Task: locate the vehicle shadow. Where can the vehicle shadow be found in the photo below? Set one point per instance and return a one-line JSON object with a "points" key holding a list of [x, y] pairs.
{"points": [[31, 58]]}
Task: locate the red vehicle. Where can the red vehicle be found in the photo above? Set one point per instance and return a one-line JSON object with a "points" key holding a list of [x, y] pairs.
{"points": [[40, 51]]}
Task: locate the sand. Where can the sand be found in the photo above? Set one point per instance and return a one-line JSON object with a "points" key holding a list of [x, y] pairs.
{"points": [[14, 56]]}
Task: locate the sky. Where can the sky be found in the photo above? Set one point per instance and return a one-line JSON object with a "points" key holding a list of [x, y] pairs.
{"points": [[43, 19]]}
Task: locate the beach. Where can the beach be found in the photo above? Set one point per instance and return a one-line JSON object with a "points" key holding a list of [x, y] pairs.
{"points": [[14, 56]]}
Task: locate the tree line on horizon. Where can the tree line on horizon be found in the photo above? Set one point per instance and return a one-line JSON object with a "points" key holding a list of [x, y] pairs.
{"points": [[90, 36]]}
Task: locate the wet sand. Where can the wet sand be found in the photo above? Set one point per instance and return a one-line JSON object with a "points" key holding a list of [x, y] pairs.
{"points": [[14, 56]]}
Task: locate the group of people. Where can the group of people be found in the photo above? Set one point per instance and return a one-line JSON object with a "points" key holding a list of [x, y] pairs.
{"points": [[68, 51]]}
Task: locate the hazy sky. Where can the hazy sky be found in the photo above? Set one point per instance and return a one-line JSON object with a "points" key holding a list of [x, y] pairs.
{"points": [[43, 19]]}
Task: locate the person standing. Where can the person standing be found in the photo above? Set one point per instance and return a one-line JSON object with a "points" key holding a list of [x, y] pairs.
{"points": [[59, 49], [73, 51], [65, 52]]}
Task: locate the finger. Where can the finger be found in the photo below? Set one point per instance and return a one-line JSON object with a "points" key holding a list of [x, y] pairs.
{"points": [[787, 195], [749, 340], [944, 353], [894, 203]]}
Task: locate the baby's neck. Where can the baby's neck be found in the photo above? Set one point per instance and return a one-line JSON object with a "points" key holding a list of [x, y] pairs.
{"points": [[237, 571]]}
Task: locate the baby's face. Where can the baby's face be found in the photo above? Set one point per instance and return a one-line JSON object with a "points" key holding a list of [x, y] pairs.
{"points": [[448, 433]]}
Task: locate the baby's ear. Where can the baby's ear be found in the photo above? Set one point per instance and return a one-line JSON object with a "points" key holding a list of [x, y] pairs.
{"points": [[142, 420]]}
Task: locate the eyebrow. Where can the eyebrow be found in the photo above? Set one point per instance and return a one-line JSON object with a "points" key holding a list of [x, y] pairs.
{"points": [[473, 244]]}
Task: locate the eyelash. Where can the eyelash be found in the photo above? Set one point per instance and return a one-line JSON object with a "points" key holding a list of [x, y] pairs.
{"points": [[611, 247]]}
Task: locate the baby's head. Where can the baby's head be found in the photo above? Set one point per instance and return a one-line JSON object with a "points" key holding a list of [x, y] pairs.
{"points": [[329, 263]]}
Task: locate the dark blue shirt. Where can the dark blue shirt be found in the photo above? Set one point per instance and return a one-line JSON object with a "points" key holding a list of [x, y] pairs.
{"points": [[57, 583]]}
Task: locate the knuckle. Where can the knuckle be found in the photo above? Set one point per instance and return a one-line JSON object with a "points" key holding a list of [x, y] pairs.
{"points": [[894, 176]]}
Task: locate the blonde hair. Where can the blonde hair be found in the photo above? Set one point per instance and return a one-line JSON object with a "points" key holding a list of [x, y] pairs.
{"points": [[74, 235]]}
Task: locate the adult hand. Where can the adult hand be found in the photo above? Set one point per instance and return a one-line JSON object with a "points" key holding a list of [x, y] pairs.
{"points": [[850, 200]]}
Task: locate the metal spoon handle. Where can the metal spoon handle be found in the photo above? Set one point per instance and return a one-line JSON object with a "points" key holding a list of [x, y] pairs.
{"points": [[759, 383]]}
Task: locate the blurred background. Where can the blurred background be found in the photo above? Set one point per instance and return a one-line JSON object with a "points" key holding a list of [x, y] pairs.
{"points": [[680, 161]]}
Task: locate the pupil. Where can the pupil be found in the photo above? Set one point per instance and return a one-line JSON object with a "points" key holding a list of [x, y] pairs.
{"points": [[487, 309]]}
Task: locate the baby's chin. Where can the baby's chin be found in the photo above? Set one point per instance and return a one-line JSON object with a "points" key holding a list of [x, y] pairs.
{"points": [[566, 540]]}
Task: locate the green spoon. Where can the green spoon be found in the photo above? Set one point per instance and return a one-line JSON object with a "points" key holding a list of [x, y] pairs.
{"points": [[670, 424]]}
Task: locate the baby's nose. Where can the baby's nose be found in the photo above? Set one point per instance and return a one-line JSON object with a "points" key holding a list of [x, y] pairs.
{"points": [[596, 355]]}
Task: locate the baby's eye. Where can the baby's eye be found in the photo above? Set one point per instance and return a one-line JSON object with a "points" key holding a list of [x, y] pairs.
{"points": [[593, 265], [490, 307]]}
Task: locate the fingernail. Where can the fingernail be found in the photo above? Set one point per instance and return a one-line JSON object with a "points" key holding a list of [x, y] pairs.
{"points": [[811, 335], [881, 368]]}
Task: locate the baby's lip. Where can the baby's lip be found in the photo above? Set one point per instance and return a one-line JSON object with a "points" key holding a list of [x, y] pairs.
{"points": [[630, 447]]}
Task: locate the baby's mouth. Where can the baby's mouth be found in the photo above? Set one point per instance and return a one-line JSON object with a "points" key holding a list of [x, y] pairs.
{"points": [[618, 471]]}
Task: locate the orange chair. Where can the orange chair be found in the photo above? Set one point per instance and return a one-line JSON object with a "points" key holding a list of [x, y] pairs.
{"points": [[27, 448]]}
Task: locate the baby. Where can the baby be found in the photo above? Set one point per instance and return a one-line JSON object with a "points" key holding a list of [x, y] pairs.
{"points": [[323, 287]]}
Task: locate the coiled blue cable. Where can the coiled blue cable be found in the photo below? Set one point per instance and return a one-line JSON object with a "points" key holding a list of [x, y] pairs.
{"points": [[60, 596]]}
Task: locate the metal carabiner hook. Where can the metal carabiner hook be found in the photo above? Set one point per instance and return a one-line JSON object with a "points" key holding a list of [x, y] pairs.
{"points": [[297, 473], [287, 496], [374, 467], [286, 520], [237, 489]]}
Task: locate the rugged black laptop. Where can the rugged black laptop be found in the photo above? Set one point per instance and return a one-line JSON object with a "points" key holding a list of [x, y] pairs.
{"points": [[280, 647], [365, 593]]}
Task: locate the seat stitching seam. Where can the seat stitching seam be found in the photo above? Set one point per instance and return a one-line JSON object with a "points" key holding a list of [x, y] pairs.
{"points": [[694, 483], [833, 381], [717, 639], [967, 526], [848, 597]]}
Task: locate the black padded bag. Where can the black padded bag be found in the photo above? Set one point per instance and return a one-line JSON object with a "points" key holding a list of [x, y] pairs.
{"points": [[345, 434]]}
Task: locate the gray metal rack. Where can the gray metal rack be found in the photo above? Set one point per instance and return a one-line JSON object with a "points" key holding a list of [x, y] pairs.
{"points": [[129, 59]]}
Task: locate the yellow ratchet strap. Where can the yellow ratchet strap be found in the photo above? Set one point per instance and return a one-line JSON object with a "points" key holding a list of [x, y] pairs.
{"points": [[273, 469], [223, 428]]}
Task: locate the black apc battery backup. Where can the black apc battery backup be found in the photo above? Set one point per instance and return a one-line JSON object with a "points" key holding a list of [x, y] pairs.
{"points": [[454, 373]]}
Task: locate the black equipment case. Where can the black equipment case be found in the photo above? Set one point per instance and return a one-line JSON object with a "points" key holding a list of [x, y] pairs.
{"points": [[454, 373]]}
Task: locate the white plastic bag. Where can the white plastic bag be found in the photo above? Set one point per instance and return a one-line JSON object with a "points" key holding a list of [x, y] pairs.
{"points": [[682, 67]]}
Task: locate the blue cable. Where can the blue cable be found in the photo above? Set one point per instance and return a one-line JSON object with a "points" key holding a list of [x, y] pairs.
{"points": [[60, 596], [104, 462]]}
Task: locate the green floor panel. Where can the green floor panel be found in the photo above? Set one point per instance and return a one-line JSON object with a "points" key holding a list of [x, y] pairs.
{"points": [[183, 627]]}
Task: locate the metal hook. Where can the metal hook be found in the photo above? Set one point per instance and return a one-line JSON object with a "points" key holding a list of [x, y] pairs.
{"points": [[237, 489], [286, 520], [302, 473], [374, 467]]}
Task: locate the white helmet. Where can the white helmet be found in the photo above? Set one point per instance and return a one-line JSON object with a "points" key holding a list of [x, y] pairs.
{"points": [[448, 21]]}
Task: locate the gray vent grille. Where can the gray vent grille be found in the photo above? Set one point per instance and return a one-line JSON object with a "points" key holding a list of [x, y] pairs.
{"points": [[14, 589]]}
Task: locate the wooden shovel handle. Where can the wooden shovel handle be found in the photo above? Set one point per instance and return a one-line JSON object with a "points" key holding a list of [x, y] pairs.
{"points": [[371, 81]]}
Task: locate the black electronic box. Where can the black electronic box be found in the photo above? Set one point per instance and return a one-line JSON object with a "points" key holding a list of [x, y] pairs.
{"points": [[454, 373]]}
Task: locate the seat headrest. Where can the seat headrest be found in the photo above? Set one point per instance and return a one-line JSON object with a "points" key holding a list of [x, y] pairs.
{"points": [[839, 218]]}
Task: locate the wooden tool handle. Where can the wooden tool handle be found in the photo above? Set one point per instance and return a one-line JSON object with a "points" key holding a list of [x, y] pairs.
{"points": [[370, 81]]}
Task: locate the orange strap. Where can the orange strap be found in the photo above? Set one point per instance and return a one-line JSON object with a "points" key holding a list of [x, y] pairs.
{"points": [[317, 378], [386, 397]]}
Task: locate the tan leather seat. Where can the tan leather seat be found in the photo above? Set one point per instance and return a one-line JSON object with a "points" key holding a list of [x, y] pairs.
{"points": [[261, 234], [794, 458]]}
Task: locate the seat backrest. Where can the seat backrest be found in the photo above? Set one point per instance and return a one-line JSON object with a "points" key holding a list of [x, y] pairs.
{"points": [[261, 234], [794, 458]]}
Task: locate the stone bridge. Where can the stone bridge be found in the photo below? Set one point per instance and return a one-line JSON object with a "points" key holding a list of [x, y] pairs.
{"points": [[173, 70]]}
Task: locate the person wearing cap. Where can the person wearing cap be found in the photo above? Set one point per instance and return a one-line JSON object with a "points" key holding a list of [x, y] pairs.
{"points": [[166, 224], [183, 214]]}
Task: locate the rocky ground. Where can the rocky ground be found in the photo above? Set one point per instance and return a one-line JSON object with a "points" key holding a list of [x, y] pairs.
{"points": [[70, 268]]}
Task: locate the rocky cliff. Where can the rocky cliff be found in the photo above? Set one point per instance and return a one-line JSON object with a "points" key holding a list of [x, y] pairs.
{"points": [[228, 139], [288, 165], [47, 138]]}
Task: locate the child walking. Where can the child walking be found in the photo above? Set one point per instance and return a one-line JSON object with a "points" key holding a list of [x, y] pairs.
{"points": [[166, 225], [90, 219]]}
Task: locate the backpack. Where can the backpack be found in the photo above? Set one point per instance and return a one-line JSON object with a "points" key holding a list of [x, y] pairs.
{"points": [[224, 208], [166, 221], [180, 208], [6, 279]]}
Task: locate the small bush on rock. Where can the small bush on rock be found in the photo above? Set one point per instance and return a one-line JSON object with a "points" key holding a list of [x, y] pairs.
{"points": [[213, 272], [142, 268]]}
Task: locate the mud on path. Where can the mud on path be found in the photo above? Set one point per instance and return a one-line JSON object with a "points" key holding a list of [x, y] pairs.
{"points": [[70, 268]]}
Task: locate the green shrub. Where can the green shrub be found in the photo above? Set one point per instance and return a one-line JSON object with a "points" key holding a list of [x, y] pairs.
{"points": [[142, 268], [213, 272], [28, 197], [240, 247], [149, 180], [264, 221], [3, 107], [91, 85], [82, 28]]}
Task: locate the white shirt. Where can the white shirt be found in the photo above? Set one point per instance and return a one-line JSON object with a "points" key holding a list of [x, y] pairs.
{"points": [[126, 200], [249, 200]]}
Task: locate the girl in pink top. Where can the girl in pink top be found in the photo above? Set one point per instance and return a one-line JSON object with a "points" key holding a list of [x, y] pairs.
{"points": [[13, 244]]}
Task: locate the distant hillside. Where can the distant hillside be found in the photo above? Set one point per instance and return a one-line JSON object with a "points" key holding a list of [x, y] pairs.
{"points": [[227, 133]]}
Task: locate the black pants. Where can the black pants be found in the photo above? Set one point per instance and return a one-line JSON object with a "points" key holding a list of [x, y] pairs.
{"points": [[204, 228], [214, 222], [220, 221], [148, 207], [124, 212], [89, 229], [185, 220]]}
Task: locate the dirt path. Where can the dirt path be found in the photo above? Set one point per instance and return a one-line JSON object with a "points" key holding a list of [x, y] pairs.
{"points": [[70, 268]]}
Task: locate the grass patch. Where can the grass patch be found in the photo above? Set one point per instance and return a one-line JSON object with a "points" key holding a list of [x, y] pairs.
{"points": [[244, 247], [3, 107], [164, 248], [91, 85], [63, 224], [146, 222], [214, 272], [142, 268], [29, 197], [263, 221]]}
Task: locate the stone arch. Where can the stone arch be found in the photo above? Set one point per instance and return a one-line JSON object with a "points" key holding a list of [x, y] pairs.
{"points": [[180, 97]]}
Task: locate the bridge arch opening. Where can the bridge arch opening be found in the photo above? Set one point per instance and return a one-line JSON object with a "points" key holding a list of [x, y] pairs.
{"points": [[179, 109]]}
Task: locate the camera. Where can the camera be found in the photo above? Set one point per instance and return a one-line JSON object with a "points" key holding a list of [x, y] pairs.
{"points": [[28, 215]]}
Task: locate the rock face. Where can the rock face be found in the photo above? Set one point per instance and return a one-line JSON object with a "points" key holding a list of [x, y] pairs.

┄┄┄┄┄┄

- Problem statement -
Recast the listing as a numbered list, starting at the line that contains "Task: locate the girl" and continuing through the end of the listing, with both ends included and blank lines left out.

- Problem solution -
1. Task: locate the girl in pink top. Where can the girl in pink top be found in the photo above? Set one point per instance and return a one-line JSON object with a "points" key holding a list of [x, y] pairs.
2. {"points": [[13, 244]]}
3. Task: locate the distant hillside. Where can the distant hillside be found in the photo above? Set one point per instance and return a one-line JSON object with a "points" key holding a list of [x, y] pairs.
4. {"points": [[227, 133]]}
5. Task: locate the black pants. Where can the black pants be found in the photo above? Set one point per instance and return a one-line JSON object with a "points" key holding a list of [x, y] pairs.
6. {"points": [[204, 228], [214, 222], [220, 221], [148, 207], [124, 212], [89, 229], [185, 220]]}
7. Task: locate the dirt path. Where can the dirt path be found in the photo above? Set one point per instance and return a one-line JSON object with a "points" key holding a list of [x, y] pairs.
8. {"points": [[70, 268]]}
9. Task: locate the grass patch. Where can the grass patch be found in the photo above? Set one point per instance and return a one-line JSON object with a "points" key holding a list of [x, y] pairs.
10. {"points": [[244, 247], [3, 107], [164, 248], [91, 85], [63, 224], [146, 222], [214, 272], [142, 268], [29, 197], [263, 221]]}
11. Task: locate the stone arch. Where can the stone arch be found in the photo above? Set one point per instance and return a one-line JSON object with a "points" key holding a list of [x, y] pairs.
12. {"points": [[180, 97]]}
13. Task: locate the bridge arch opening. Where can the bridge arch opening be found in the photo above? Set one point per instance and return a one-line JSON object with a "points" key holding a list of [x, y] pairs.
14. {"points": [[179, 109]]}
15. Task: locate the camera. Where can the camera be found in the photo above? Set one point per instance and return a one-line JSON object with a "points" key holding a list of [x, y] pairs.
16. {"points": [[28, 215]]}
17. Task: locate the rock face. Where can the rock face be found in the photo above? Set one point per instance and return a one-line JSON object with a "points" key holding a list of [x, y] pairs.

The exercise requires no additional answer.